Exercise objective: Here is the task for the records below: repeat exactly the lines from the one with "vehicle in the photo above." to the one with "paint surface in the photo above.", both included, and nothing else.

<<<<

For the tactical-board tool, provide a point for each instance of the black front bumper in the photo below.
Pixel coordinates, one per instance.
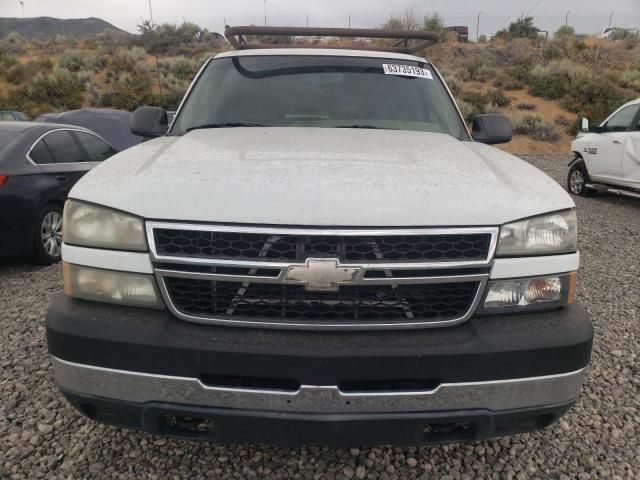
(295, 429)
(487, 348)
(484, 349)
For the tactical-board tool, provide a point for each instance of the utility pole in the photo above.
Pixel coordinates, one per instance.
(156, 55)
(24, 27)
(150, 13)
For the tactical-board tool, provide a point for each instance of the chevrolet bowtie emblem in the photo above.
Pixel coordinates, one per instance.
(321, 274)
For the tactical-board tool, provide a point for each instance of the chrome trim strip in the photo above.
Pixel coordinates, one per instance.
(151, 225)
(290, 324)
(141, 387)
(358, 280)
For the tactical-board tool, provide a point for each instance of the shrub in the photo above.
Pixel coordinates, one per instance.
(16, 73)
(491, 100)
(592, 98)
(556, 79)
(75, 60)
(631, 79)
(507, 82)
(497, 98)
(58, 90)
(181, 67)
(109, 41)
(570, 126)
(452, 81)
(565, 31)
(127, 91)
(173, 89)
(534, 126)
(526, 106)
(552, 51)
(481, 68)
(468, 111)
(39, 65)
(435, 23)
(521, 28)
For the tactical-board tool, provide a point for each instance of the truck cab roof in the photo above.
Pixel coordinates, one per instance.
(330, 52)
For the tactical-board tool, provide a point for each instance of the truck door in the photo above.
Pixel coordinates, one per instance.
(606, 148)
(631, 156)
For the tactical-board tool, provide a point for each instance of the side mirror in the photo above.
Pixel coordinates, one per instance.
(149, 122)
(492, 129)
(584, 125)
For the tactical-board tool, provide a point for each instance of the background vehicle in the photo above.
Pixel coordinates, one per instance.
(12, 116)
(39, 163)
(612, 32)
(607, 157)
(110, 124)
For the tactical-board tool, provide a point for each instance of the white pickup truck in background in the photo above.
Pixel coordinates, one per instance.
(607, 157)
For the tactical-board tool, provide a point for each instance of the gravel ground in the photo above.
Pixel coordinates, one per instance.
(43, 437)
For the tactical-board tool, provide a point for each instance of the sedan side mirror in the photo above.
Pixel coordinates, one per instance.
(149, 122)
(492, 129)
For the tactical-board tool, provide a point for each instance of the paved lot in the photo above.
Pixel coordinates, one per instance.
(42, 437)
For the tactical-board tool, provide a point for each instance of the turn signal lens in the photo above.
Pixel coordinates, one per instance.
(527, 293)
(123, 288)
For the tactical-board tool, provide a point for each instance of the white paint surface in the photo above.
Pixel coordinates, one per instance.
(321, 177)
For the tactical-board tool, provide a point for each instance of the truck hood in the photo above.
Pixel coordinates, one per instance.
(319, 177)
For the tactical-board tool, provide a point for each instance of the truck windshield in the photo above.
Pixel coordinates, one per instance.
(319, 91)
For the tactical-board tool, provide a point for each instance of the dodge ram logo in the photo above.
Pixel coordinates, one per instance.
(321, 274)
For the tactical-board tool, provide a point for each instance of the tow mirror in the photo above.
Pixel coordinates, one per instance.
(492, 129)
(149, 122)
(584, 125)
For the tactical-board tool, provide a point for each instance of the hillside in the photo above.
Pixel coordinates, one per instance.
(48, 27)
(543, 86)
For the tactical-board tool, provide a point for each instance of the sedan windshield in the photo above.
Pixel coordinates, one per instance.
(319, 91)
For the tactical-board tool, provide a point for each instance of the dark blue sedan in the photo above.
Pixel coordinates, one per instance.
(39, 163)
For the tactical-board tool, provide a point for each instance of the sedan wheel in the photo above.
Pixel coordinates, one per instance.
(51, 234)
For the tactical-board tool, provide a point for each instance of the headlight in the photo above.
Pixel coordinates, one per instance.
(93, 226)
(541, 235)
(109, 286)
(512, 295)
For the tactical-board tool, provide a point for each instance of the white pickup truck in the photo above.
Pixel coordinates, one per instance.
(318, 251)
(607, 157)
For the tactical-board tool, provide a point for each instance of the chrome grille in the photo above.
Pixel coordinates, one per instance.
(377, 248)
(400, 278)
(361, 303)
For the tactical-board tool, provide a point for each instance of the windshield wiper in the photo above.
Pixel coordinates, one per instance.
(224, 125)
(359, 126)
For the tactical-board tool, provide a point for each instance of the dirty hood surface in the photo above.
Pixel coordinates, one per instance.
(321, 176)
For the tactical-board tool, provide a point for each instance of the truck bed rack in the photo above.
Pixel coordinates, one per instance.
(237, 36)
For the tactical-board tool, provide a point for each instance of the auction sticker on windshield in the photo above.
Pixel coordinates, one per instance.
(406, 70)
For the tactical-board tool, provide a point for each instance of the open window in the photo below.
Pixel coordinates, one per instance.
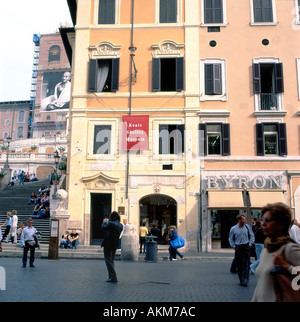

>>>>

Task output:
For the tactical-board tool, provide a point for each instance of the background vehicle in the photo above.
Pixel coordinates, one per instance.
(12, 116)
(39, 163)
(612, 32)
(607, 157)
(110, 124)
For the tactical-board tool, provide a point for each instance of the white pickup truck in background in the photo above.
Pixel coordinates, one per instance.
(607, 157)
For the tactical-board tool, provide a point for each instance of the gravel ground in the photo above.
Pixel coordinates, one per instance.
(43, 437)
For the tactical-board tool, provide a point for each instance of the sedan side mirror in the photo above.
Pixel coordinates, one per instance.
(149, 122)
(492, 129)
For the tactical-board tool, provide a point for each instance of the paved lot in the photo above.
Pixel coordinates, one per instance.
(42, 437)
For the tactical-board tool, provide a point for each instance of the turn signal lens in the photo above.
Pixel coordinates, one per instance.
(527, 293)
(123, 288)
For the tactical-board tool, provide a point for each instance of the white paint surface in the photo above.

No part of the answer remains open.